• [THE REQUEST]
Please render the stretch of items from the start through the line that contains "1015 650 1097 726", with both ends included, as a JSON list of strings with one string per line. Leave out blank lines and nothing else.

Detection examples
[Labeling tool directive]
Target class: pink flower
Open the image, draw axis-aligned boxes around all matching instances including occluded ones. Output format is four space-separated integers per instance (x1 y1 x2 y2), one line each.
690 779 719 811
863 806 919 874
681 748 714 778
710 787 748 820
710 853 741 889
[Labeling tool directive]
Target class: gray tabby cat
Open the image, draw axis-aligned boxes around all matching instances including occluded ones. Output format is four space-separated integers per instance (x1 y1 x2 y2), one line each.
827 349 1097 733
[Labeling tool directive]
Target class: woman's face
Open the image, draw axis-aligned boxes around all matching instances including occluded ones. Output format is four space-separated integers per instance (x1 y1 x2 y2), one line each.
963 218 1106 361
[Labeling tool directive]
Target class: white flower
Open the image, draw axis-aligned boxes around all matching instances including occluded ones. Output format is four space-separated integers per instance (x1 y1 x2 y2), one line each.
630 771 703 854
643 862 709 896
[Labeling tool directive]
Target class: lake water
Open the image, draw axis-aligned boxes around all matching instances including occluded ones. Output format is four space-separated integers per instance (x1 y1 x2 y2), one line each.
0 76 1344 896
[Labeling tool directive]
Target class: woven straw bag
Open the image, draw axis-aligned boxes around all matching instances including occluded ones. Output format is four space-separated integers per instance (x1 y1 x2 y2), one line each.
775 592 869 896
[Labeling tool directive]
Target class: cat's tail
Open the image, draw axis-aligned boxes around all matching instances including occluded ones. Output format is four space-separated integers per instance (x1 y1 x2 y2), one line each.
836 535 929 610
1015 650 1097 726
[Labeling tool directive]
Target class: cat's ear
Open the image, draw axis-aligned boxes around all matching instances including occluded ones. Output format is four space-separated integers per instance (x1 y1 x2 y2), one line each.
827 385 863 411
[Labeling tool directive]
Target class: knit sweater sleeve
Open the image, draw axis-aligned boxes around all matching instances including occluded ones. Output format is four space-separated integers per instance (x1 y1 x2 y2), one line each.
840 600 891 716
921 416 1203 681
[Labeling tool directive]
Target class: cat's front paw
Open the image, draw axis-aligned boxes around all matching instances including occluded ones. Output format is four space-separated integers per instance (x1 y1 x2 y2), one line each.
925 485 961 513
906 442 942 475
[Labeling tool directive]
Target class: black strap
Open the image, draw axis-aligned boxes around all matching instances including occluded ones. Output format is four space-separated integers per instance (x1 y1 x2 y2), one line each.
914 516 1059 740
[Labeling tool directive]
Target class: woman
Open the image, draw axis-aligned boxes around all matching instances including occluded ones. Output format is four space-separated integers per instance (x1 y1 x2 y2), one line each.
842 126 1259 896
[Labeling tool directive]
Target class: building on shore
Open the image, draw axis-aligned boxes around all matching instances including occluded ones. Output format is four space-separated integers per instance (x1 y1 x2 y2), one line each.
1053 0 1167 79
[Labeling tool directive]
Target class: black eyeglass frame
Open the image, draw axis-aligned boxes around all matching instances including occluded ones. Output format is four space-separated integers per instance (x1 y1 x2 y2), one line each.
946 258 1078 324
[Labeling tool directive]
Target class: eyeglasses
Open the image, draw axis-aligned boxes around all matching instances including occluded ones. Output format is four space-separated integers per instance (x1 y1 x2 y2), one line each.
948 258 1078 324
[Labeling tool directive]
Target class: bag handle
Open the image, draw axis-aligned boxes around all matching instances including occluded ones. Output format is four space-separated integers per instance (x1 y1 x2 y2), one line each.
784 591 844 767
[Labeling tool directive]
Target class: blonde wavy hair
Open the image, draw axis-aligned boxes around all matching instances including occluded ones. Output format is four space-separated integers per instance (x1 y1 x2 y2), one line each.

• [FINISHED TASK]
[
  "[Labeling tool directive]",
  "Target class: pink flower",
  "Open the image, draw axis-aligned boxes around all matching instances including occluded ones. Output format is four space-separated integers per instance (x1 y1 x2 y2), one line each.",
  "690 779 719 811",
  "863 806 919 874",
  "681 748 714 778",
  "710 787 748 820",
  "710 853 741 889",
  "[Labeling tool directive]",
  "Target class: gray tabby cat",
  "Open the image, draw axis-aligned boxes around all matching instances including occluded ones. Output format is four space-separated integers per instance (x1 y1 x2 y2), one line each.",
  "827 349 1097 733",
  "[Labeling tool directive]",
  "Target class: woman's face",
  "Open the image, draw axis-aligned boxes around all matching instances including occluded ones. Output format is four space-separated integers per instance (x1 y1 x2 y2), one line each.",
  "963 218 1106 361",
  "[Labeling tool directive]",
  "Target class: white flower",
  "Open the image, draw axis-aligned boxes around all matching instances including occluded ones. Output format is four space-separated integers per instance (x1 y1 x2 y2), one line each.",
  "630 771 703 854",
  "643 862 709 896",
  "[Labeling tool directive]",
  "Target class: lake water",
  "Open the image, draw axis-aligned boxes around all matching instances including occluded ones. Output format is four space-separated integers per instance (x1 y1 x2 y2), one line each.",
  "0 76 1344 896",
  "[Labeling tool directive]",
  "Target class: woven straw bag",
  "Open the image, draw axis-aligned boxes around all matching instances including occluded ones. Output format is four space-separated integers per instance (x1 y1 x2 y2), one line each.",
  "775 592 869 896",
  "[Labeling tool directive]",
  "Target class: cat's tail",
  "Open the image, draw axis-aligned boxes around all matching instances including occluded ones. Output format is four space-separated integers per instance (x1 y1 x2 y2), one line each.",
  "836 535 929 610",
  "1015 650 1097 726"
]